Task
Omit any picture, and return the remaining data exactly as written.

Provided data
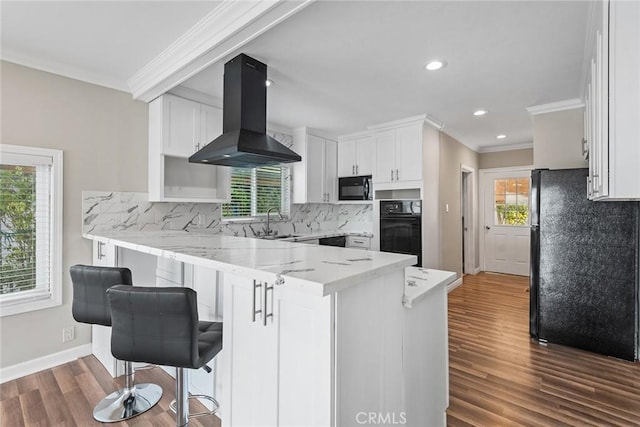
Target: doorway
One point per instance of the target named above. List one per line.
(505, 225)
(467, 220)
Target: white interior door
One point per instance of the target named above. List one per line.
(506, 222)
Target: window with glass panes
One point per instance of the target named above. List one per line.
(511, 201)
(256, 190)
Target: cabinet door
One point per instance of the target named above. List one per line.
(409, 153)
(303, 326)
(364, 156)
(181, 130)
(315, 169)
(347, 158)
(250, 380)
(385, 157)
(330, 170)
(210, 125)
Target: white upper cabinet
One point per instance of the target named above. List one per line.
(355, 156)
(612, 102)
(314, 177)
(399, 154)
(178, 128)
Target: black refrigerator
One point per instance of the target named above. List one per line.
(584, 266)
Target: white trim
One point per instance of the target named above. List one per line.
(194, 95)
(569, 104)
(472, 224)
(223, 31)
(451, 286)
(507, 147)
(355, 135)
(10, 308)
(32, 366)
(481, 207)
(408, 120)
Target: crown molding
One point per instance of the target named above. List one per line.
(224, 30)
(506, 147)
(569, 104)
(194, 95)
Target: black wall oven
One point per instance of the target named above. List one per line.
(401, 227)
(355, 188)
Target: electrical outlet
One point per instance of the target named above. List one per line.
(68, 334)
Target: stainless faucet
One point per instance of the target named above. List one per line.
(268, 230)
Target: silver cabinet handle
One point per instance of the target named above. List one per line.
(265, 316)
(256, 285)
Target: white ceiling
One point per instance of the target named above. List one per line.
(340, 66)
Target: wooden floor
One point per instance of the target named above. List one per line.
(499, 377)
(66, 395)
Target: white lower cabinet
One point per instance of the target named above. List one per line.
(278, 373)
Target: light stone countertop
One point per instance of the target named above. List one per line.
(420, 281)
(318, 270)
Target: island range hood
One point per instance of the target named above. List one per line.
(244, 141)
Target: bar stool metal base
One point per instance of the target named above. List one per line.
(127, 403)
(174, 406)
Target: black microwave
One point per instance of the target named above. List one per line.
(355, 188)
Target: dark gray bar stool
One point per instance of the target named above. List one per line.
(160, 326)
(90, 305)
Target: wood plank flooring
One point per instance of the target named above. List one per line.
(65, 396)
(499, 377)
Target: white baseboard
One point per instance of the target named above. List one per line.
(41, 363)
(451, 286)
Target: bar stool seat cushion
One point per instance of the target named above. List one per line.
(160, 326)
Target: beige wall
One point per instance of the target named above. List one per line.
(103, 134)
(557, 140)
(505, 159)
(453, 155)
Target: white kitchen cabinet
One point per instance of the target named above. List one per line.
(355, 156)
(178, 128)
(612, 102)
(399, 154)
(279, 368)
(314, 177)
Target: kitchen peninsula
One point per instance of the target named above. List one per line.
(313, 335)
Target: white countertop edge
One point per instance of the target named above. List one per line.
(309, 287)
(425, 286)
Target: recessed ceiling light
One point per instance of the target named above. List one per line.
(435, 65)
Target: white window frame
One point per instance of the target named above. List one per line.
(285, 200)
(26, 301)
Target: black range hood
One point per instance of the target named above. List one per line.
(244, 141)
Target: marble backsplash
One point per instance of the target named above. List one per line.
(121, 211)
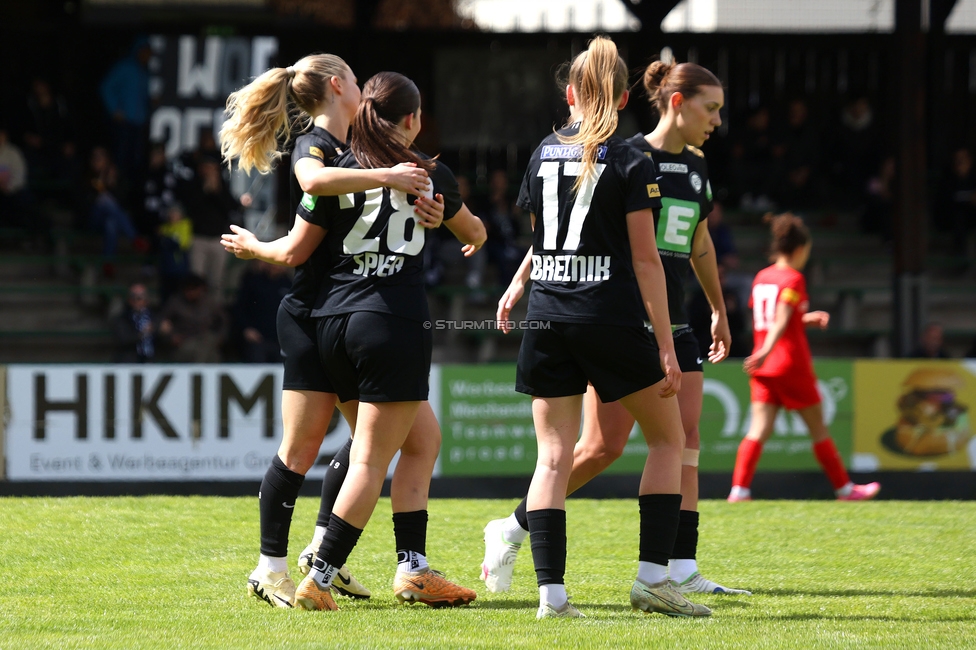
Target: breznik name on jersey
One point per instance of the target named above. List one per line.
(581, 265)
(567, 268)
(571, 268)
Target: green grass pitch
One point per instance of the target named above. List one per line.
(170, 572)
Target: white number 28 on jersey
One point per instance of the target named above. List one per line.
(549, 172)
(356, 242)
(764, 306)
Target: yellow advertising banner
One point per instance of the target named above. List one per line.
(914, 414)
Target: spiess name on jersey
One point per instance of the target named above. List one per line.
(570, 268)
(377, 264)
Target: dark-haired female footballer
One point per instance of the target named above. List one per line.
(596, 276)
(781, 367)
(324, 89)
(688, 98)
(374, 345)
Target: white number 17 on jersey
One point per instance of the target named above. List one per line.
(549, 172)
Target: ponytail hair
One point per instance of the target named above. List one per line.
(661, 80)
(266, 110)
(375, 139)
(599, 78)
(789, 233)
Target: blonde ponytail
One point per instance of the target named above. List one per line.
(599, 78)
(260, 115)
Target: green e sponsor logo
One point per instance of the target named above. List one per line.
(676, 227)
(308, 202)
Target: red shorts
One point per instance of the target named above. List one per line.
(793, 392)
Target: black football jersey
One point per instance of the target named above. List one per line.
(582, 271)
(686, 200)
(320, 145)
(375, 245)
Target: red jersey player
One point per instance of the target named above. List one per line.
(781, 367)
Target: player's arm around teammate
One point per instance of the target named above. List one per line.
(373, 344)
(325, 90)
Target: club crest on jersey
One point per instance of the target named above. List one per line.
(570, 151)
(672, 168)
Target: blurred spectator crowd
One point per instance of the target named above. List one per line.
(172, 211)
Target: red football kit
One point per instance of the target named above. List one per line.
(786, 378)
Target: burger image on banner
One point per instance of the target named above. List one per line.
(931, 421)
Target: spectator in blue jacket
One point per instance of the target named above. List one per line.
(125, 94)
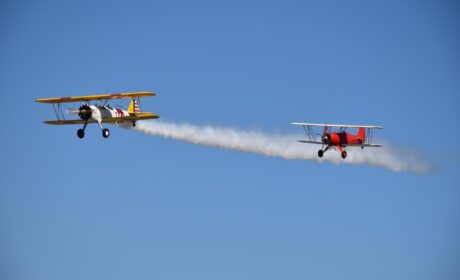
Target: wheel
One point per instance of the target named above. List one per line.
(105, 133)
(320, 153)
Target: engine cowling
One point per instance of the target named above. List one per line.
(326, 138)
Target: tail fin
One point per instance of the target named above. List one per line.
(133, 107)
(361, 133)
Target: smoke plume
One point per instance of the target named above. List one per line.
(283, 146)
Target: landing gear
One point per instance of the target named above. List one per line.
(105, 133)
(81, 131)
(320, 153)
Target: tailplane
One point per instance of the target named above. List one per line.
(133, 107)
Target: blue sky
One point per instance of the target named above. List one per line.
(135, 206)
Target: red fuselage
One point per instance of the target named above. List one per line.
(342, 139)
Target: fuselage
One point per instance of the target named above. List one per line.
(107, 112)
(341, 138)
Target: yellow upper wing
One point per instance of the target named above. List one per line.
(133, 117)
(95, 97)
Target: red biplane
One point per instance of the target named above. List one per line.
(341, 138)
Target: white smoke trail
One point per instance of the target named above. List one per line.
(283, 146)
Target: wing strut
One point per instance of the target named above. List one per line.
(58, 111)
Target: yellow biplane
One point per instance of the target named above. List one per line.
(101, 112)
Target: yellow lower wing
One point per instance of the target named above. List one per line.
(133, 117)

Written solution
Target: doorway
One point per instance of the target named above. List one per line.
(505, 225)
(467, 220)
Target: white interior door
One point per instance of the target named above. List one per line.
(506, 222)
Target: window with glass panes
One point per instance of the target named above. List one per line.
(511, 201)
(256, 190)
Target: cabinet door
One point per instance of the target named above. List one per line.
(409, 153)
(303, 326)
(364, 156)
(181, 130)
(315, 169)
(347, 158)
(250, 380)
(385, 157)
(330, 170)
(210, 125)
Target: white upper cabinet
One point per instance of the target named above. List one per line.
(355, 156)
(612, 102)
(314, 177)
(399, 154)
(178, 128)
Target: black refrigerator
One point per instance of the target named above. List one per line.
(584, 266)
Target: white trim
One point per instance of the target named above. List one per line.
(194, 95)
(569, 104)
(472, 224)
(223, 31)
(451, 286)
(507, 147)
(355, 135)
(10, 308)
(32, 366)
(481, 207)
(408, 120)
Target: crown molding
One point per instance of the target named above. List one per line.
(224, 30)
(506, 147)
(569, 104)
(194, 95)
Target: black wall oven
One point per instance of the target named above. List one per line.
(401, 227)
(355, 188)
Target: electrical outlet
One point per instance of the target named above. List one per line.
(68, 334)
Target: stainless faucet
One point per instance of the target named above. List one per line.
(268, 230)
Target: silver cabinet handle
One point per instance of the target named above. List one per line.
(265, 316)
(256, 285)
Target: white ceiling
One point per instance of the target named above. List one per line.
(340, 66)
Target: wooden floor
One point per instance of the target named above. List one per line.
(499, 377)
(66, 395)
Target: white lower cabinet
One point per instance of the target named above. List one per line.
(278, 373)
Target: light stone countertop
One point per instance of the target named above. List one per line.
(420, 281)
(318, 270)
Target: island range hood
One point per instance of the target named above. List one per line.
(244, 141)
Target: bar stool metal base
One point per instance of the target named above. List one per line.
(127, 403)
(174, 406)
Target: black microwave
One point per instance of the target named above. List one per line.
(355, 188)
Target: dark gray bar stool
One point per instance of the target named above. List one per line.
(160, 326)
(90, 305)
Target: wood plank flooring
One point per instance of the target named above. List one per line.
(65, 396)
(499, 377)
Target: white baseboard
One point per instance of the target named above. List one per line.
(41, 363)
(451, 286)
Target: bar stool seat cushion
One point per instance of the target named above. List one per line.
(160, 326)
Target: beige wall
One point per instance of the target named above. List one per line.
(103, 134)
(557, 140)
(505, 159)
(453, 155)
Target: white kitchen cabinet
One point per instance of the target named above. List one per line.
(355, 156)
(178, 128)
(612, 102)
(399, 154)
(279, 368)
(314, 177)
Target: kitchen peninsula
One point per instance of the target named above. List one per line.
(313, 335)
Target: white countertop edge
One point per instance of the target named above. List one per line.
(309, 287)
(425, 286)
Target: recessed ceiling light
One point per instance of the target named above. List one per line.
(435, 65)
Target: white window frame
One point per instance of the target named above. List one per line.
(285, 200)
(26, 301)
Target: black range hood
One point per instance of the target named above. List one per line.
(244, 141)
Target: marble backsplash
One point per instance of the target named above. List one per line.
(121, 211)
Target: breznik name on jersey
One point per instance of the target named above. List one per line.
(581, 265)
(567, 268)
(571, 268)
Target: green grass pitch
One point per instance of the target named above. List one per line.
(170, 572)
Target: white number 28 on jersey
One point per instance of the target named above. List one per line.
(549, 172)
(356, 242)
(764, 306)
Target: yellow advertising banner
One point per instance of the target named above. List one per line.
(914, 414)
Target: spiess name on jersey
One point per instance of the target named above. List one per line.
(570, 268)
(377, 264)
Target: dark-haired female footballer
One point per instance of the target named above. List one per line.
(596, 276)
(781, 367)
(324, 89)
(688, 98)
(374, 345)
Target: white number 17 on jersey
One point per instance of the target named above. List one per line.
(549, 172)
Target: ponytail hair
One point per instance of the target named above. List one per line.
(661, 80)
(266, 110)
(375, 139)
(599, 78)
(789, 233)
Target: blonde ponytail
One point per instance of the target named above. List one per line.
(599, 78)
(260, 115)
Target: green e sponsor logo
One point per instance of the target named above. List one per line.
(676, 227)
(308, 202)
Target: red shorts
One point per instance of the target named above. List one per line.
(793, 392)
Target: black football jersey
One point per instance of the target named above. List one per line.
(582, 271)
(686, 200)
(320, 145)
(375, 245)
Target: red jersey player
One point per instance of the target named above. List one per line.
(781, 367)
Target: player's arm around teammate
One point per instance of the target named above. List one per line.
(373, 344)
(325, 90)
Target: club crest on jersey
One point per instance of the target named above. List one per line.
(570, 151)
(672, 168)
Target: blurred spectator crowd
One point per instance of the target named above. List one per line.
(172, 211)
Target: red football kit
One point per instance of the target named above. List one per line.
(786, 378)
Target: burger image on banner
One point per instance of the target named above. List one per line.
(931, 421)
Target: spectator in blue jacket
One point per instance of the target named above. List one per line.
(125, 94)
Target: wheel
One point per instance of the target named above. List one per line.
(105, 133)
(320, 153)
Target: engine cowling
One point per instance of the target named above. List one per line.
(326, 138)
Target: tail fin
One point per instance of the target named above. List one per line.
(133, 107)
(361, 133)
Target: smoke plume
One point per instance of the target named above. List one per line.
(283, 146)
Target: landing gear
One point per instance of the target named above. List one per line.
(105, 133)
(81, 131)
(320, 153)
Target: tailplane
One point per instance of the target named above. List one per line.
(133, 107)
Target: blue sky
One point per instance of the target named above. List one per line.
(135, 206)
Target: red fuselage
One point per instance of the target named above. List one per line.
(342, 139)
Target: fuselage
One point per instance of the target named above. List one per line.
(107, 112)
(341, 138)
Target: yellow upper wing
One point per instance of the target named above. List one per line.
(133, 117)
(95, 97)
Target: red biplane
One point per instance of the target named above. List one per line.
(341, 138)
Target: white smoke trail
One point per instance of the target named above. List one per line.
(283, 146)
Target: wing strut
One point per instance of the target named above. List one per line.
(58, 111)
Target: yellow biplane
One point per instance of the target named above. List one per line.
(101, 112)
Target: yellow lower wing
One point per instance of the target named above. List one per line.
(133, 117)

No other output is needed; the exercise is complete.